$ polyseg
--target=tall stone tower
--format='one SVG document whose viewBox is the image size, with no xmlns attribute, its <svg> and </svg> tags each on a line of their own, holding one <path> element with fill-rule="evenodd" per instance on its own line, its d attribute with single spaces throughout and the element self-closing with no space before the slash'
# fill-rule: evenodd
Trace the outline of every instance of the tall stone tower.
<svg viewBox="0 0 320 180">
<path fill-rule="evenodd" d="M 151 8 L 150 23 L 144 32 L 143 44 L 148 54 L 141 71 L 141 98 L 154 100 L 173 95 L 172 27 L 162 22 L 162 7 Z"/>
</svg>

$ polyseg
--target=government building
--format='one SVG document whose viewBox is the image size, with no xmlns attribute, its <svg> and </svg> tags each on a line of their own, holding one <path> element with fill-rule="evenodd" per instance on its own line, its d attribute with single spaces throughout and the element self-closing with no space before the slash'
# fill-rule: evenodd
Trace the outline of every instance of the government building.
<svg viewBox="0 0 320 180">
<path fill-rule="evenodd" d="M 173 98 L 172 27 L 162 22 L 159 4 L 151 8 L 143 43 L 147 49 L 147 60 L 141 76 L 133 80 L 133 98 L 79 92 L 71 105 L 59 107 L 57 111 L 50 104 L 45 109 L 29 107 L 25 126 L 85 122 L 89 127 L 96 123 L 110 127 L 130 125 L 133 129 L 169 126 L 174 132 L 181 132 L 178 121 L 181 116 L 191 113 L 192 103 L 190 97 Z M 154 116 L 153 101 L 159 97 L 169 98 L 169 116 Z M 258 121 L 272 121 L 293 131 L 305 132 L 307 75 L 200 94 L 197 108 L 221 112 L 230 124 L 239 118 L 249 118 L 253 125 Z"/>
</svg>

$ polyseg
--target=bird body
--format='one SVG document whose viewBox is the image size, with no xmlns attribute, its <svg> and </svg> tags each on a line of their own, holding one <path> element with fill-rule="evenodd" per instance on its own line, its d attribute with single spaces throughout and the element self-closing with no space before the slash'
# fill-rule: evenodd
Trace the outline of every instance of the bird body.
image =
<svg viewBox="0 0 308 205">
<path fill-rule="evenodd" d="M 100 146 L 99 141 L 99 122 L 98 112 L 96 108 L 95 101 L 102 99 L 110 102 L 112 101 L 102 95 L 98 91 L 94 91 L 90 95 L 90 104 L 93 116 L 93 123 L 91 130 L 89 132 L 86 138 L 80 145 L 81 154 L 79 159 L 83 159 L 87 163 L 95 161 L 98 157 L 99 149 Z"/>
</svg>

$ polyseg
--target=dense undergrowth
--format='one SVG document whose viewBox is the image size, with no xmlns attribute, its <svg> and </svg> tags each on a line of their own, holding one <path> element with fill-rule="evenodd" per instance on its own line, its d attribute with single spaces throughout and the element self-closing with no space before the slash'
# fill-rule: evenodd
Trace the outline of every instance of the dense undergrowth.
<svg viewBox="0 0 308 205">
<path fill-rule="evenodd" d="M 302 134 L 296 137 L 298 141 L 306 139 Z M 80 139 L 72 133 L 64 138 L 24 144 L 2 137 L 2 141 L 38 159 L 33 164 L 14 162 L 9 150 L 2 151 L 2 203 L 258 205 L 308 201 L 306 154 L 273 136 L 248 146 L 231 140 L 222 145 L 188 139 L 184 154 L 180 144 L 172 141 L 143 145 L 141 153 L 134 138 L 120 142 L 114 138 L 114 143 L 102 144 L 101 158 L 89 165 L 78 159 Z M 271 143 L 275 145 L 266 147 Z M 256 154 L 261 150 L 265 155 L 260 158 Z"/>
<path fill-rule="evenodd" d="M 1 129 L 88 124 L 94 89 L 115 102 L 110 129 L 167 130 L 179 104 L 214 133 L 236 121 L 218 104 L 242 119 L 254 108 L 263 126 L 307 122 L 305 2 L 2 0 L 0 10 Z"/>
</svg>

# Given task
Copy each line of the data exactly, leaving nothing out.

# Expected output
$ polyseg
--target=tall stone tower
--format='one SVG document whose viewBox is the image size, with no xmlns attribute, its <svg> and </svg> tags each on a line of their own, holding one <path> element with fill-rule="evenodd" per instance on its own line, its d attribute with single spaces throughout and the element self-closing with no space before the slash'
# fill-rule: evenodd
Trace the outline of every instance of the tall stone tower.
<svg viewBox="0 0 320 180">
<path fill-rule="evenodd" d="M 151 8 L 150 23 L 144 32 L 143 44 L 148 54 L 141 71 L 141 98 L 154 100 L 173 95 L 172 27 L 162 22 L 162 7 Z"/>
</svg>

$ polyseg
--target=government building
--format='one SVG document whose viewBox is the image size, with no xmlns attribute, its <svg> and </svg> tags each on a line of their own, holding one <path> element with fill-rule="evenodd" per instance on its own line, its d attribute with single spaces throughout and the element self-closing with no space before the slash'
# fill-rule: evenodd
Trace the outline of every instance of the government building.
<svg viewBox="0 0 320 180">
<path fill-rule="evenodd" d="M 173 98 L 172 27 L 162 22 L 159 4 L 151 8 L 143 43 L 147 49 L 147 60 L 141 76 L 133 80 L 133 98 L 79 92 L 71 105 L 59 107 L 57 111 L 50 104 L 45 109 L 29 107 L 25 126 L 85 122 L 89 127 L 96 123 L 110 127 L 130 125 L 133 129 L 169 126 L 174 132 L 181 132 L 178 121 L 181 116 L 191 113 L 192 103 L 190 97 Z M 154 116 L 153 101 L 159 97 L 169 98 L 169 116 Z M 258 121 L 272 121 L 293 131 L 305 132 L 307 75 L 200 94 L 197 108 L 221 112 L 230 124 L 239 118 L 249 118 L 253 125 Z"/>
</svg>

$ polyseg
--target=bird body
--format='one SVG document whose viewBox is the image size, with no xmlns attribute, its <svg> and </svg> tags each on a line of their own, holding one <path> element with fill-rule="evenodd" per instance on its own line, its d attribute with single spaces throughout and the element self-closing with no space before the slash'
# fill-rule: evenodd
Trace the outline of every instance of the bird body.
image =
<svg viewBox="0 0 308 205">
<path fill-rule="evenodd" d="M 100 146 L 99 141 L 99 122 L 98 112 L 96 108 L 95 101 L 102 99 L 110 102 L 112 101 L 102 95 L 98 91 L 94 91 L 90 95 L 90 104 L 93 116 L 93 123 L 91 130 L 89 132 L 86 138 L 80 145 L 81 154 L 79 159 L 83 159 L 87 163 L 95 161 L 98 157 L 99 149 Z"/>
</svg>

$ polyseg
--target=dense undergrowth
--format='one SVG document whose viewBox is the image size, with no xmlns attribute, its <svg> and </svg> tags each on a line of their own, holding one <path> element with fill-rule="evenodd" per instance on its own line, its d attribute with single spaces throughout and the element self-closing with no space before the slash'
# fill-rule: evenodd
Trace the outline of every instance of the dense undergrowth.
<svg viewBox="0 0 308 205">
<path fill-rule="evenodd" d="M 302 134 L 296 137 L 298 141 L 306 139 Z M 80 139 L 72 133 L 64 138 L 24 144 L 2 137 L 2 141 L 38 159 L 33 164 L 14 162 L 9 150 L 2 151 L 2 203 L 258 205 L 308 201 L 306 154 L 273 136 L 248 146 L 231 140 L 222 145 L 188 139 L 184 154 L 180 144 L 172 141 L 143 145 L 141 153 L 134 138 L 120 142 L 114 138 L 114 143 L 102 144 L 101 158 L 89 165 L 78 159 Z M 271 143 L 275 145 L 266 147 Z M 256 154 L 261 150 L 265 155 L 260 158 Z"/>
<path fill-rule="evenodd" d="M 1 129 L 88 124 L 94 89 L 115 102 L 110 129 L 167 130 L 179 104 L 214 133 L 236 121 L 218 104 L 242 119 L 254 108 L 263 126 L 307 122 L 305 2 L 2 0 L 0 10 Z"/>
</svg>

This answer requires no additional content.